■ **DATASET**:
--- start ---

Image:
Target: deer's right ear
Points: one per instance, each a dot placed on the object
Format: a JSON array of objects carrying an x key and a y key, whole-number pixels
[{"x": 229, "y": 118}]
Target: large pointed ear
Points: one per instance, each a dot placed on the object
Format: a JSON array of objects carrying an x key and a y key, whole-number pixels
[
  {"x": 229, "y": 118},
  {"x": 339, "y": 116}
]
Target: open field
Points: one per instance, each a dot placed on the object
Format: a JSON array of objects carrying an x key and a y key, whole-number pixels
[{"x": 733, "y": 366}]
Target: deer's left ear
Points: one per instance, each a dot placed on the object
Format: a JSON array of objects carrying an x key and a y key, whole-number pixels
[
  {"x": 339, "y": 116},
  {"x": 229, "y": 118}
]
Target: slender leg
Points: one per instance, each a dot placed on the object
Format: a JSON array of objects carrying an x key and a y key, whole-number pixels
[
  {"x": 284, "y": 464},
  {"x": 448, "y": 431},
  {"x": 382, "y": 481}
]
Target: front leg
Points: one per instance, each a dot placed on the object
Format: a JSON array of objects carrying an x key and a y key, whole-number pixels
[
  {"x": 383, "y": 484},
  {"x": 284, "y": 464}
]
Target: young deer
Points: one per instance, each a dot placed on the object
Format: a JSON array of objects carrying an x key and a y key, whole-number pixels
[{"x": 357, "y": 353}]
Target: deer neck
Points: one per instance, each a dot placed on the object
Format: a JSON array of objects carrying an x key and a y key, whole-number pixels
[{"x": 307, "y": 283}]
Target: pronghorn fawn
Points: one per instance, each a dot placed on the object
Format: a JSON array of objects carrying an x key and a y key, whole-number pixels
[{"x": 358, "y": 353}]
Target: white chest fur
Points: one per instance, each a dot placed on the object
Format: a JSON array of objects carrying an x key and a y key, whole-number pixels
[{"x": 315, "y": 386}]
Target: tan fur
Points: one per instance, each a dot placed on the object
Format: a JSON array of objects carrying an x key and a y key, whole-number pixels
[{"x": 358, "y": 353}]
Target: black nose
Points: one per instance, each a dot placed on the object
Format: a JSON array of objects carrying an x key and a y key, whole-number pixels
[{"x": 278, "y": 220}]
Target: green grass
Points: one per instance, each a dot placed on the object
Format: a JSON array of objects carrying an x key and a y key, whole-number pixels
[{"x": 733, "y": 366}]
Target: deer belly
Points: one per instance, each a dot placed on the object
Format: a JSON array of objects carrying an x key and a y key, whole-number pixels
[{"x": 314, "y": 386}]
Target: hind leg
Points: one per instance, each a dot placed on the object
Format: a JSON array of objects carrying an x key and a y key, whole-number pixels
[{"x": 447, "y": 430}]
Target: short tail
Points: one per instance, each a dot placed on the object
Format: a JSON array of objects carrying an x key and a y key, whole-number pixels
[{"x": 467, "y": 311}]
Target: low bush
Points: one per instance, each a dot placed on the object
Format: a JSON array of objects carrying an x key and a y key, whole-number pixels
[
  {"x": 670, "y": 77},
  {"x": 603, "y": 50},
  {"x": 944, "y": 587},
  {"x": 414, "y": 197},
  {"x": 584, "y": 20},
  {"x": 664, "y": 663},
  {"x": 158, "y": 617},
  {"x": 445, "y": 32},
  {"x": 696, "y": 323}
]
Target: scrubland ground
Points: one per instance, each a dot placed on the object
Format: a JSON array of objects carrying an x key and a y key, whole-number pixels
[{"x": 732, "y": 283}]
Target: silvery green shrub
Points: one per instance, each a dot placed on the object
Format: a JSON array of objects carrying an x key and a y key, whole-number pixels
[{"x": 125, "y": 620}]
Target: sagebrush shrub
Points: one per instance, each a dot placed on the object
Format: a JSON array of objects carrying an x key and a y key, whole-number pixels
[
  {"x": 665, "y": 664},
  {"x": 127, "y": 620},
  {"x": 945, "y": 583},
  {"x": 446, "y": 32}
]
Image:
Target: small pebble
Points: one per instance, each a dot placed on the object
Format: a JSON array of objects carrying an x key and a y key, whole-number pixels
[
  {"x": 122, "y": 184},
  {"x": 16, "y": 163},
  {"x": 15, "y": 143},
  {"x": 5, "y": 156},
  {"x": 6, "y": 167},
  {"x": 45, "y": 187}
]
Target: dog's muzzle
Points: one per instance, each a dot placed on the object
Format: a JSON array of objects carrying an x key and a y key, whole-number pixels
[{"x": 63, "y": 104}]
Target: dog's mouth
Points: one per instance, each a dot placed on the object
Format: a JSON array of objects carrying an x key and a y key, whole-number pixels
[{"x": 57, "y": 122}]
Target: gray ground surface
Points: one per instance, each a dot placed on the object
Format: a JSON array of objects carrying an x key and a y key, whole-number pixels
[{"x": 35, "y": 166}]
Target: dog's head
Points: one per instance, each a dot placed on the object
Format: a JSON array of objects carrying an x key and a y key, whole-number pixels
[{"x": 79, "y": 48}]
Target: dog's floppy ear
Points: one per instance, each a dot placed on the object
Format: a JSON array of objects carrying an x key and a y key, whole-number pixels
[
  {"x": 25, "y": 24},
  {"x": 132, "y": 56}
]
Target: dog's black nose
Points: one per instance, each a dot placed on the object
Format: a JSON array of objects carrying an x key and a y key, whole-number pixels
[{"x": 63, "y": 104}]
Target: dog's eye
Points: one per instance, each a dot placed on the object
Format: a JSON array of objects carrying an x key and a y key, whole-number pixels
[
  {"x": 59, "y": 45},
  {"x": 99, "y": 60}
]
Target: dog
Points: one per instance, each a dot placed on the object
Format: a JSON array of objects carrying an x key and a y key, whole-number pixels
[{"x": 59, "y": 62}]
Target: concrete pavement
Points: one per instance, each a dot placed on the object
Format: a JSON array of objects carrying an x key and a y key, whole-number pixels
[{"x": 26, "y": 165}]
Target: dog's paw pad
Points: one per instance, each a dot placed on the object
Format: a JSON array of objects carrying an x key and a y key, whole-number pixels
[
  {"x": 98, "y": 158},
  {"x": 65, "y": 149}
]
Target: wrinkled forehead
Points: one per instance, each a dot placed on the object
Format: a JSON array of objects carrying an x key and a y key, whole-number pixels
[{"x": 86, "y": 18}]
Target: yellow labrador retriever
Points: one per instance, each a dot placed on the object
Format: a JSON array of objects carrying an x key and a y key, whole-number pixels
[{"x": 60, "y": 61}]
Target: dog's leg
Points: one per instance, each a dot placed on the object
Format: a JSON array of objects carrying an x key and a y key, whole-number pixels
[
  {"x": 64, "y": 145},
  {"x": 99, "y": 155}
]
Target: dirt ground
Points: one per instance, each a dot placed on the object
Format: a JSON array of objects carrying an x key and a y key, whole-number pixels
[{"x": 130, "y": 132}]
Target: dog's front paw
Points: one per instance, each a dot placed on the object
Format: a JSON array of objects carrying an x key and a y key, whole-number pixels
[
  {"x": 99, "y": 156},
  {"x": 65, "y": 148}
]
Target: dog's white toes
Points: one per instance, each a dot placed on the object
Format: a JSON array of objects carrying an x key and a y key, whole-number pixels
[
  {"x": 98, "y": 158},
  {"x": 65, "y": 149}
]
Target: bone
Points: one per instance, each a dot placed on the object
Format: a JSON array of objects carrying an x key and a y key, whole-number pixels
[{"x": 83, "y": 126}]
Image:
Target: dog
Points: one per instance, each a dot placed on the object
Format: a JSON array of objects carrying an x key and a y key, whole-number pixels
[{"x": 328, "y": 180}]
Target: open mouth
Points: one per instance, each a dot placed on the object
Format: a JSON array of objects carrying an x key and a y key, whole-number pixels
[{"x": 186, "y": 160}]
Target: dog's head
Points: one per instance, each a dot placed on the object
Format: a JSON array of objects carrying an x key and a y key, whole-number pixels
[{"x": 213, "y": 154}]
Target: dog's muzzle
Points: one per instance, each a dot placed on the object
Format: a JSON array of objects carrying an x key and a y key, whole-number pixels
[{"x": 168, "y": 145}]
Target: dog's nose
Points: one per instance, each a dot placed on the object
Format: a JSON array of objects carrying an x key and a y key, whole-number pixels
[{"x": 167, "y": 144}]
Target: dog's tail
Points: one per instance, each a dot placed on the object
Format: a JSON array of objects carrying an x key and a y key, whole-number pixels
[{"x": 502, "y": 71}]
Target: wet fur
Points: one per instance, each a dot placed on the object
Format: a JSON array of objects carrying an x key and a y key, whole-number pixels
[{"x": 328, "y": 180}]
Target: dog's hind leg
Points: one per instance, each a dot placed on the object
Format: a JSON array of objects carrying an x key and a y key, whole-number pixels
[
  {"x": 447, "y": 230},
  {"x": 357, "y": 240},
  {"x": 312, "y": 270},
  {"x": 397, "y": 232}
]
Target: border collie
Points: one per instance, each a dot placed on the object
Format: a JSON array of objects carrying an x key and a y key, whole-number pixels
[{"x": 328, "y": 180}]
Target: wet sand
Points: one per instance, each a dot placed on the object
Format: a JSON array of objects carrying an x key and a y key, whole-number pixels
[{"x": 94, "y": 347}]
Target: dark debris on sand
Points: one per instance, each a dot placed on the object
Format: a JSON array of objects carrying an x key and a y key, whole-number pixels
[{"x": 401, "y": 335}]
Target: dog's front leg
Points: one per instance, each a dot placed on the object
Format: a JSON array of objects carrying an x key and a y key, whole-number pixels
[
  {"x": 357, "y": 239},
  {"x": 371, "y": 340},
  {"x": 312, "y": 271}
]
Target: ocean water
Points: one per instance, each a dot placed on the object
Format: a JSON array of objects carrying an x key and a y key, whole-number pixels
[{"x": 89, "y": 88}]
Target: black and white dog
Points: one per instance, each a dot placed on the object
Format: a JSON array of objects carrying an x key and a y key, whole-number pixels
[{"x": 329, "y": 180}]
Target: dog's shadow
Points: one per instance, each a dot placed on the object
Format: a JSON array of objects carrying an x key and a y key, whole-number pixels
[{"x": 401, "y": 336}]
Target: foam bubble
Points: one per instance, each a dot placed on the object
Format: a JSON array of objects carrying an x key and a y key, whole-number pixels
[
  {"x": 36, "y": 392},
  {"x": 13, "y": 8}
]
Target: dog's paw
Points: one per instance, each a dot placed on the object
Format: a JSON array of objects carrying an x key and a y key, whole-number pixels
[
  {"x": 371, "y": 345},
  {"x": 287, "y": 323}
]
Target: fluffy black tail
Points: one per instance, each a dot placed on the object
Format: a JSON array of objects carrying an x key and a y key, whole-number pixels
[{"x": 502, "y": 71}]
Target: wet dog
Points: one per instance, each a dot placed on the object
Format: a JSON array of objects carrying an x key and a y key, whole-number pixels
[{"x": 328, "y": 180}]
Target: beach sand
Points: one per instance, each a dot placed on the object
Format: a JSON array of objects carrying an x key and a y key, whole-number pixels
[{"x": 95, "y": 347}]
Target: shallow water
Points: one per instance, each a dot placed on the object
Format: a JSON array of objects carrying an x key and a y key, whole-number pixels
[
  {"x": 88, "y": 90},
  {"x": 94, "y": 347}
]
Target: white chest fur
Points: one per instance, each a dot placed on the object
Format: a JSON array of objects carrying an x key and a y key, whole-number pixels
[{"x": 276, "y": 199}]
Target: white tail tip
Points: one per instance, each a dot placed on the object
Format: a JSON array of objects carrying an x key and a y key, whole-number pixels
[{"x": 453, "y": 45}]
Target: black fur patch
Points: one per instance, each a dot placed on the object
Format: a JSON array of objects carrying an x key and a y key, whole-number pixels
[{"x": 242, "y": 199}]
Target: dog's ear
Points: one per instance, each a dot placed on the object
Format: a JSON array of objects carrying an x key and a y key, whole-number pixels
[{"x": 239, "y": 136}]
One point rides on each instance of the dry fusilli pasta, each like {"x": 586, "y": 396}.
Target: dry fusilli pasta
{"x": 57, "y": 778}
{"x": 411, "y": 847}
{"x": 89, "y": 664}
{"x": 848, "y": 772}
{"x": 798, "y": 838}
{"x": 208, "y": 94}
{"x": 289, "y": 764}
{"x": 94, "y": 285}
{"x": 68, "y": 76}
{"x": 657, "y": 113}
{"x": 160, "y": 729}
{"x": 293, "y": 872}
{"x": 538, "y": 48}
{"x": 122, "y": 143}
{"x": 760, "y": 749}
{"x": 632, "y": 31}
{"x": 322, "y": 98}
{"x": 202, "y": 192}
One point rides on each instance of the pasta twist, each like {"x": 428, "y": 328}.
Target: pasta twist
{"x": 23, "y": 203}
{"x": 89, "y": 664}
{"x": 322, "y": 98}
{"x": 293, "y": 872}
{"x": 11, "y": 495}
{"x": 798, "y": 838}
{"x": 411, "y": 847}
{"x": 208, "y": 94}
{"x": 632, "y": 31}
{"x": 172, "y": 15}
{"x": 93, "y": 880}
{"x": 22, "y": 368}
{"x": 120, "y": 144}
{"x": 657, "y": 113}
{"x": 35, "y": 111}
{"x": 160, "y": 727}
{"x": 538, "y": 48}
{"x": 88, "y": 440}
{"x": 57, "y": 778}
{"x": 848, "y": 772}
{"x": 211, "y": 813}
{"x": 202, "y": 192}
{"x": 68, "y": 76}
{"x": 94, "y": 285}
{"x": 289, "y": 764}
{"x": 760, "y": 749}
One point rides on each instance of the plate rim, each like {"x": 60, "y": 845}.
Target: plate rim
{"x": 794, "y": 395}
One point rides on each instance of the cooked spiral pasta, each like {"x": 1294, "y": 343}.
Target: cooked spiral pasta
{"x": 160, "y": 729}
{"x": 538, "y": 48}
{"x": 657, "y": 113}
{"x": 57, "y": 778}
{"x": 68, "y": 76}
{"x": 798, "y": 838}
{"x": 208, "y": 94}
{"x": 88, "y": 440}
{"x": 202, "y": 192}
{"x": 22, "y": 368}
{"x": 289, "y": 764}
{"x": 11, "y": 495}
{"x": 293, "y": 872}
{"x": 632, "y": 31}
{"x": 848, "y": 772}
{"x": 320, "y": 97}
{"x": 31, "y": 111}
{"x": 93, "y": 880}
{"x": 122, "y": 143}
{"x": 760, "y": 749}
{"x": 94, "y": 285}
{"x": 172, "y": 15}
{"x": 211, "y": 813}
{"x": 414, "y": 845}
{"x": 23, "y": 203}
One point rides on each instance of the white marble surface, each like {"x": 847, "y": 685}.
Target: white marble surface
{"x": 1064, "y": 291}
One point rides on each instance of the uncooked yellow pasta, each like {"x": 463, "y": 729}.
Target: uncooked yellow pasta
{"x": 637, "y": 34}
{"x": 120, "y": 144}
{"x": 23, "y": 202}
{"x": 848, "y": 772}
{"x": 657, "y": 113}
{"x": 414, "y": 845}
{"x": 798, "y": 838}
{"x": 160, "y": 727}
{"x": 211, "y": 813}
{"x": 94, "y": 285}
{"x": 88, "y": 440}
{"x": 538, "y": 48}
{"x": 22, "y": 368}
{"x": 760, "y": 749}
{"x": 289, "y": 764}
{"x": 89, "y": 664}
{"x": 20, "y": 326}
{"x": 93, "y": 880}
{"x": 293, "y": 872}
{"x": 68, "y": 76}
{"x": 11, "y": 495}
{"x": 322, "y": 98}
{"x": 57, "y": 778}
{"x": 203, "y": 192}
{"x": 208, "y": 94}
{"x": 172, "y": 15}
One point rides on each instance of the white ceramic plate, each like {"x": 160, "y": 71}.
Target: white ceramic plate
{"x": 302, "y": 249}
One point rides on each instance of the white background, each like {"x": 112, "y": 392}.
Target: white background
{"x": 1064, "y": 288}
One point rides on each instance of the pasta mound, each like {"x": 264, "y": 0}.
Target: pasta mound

--- end ---

■ **WHAT YOU NEED TO DO**:
Swap "pasta mound" for "noodle heap" in the lines of the listing starting at the line that contains "One point rides on each instance of the white ceramic" and ending at the end of the listing, and leave everything else as it is.

■ **FINISHED EXERCISE**:
One point rides on each instance of the white ceramic plate, each like {"x": 160, "y": 71}.
Target: white ceramic plate
{"x": 302, "y": 249}
One point rides on each instance of the white background, each like {"x": 112, "y": 392}.
Target: white background
{"x": 1064, "y": 288}
One point rides on each instance of the noodle heap, each like {"x": 264, "y": 0}.
Target: noodle heap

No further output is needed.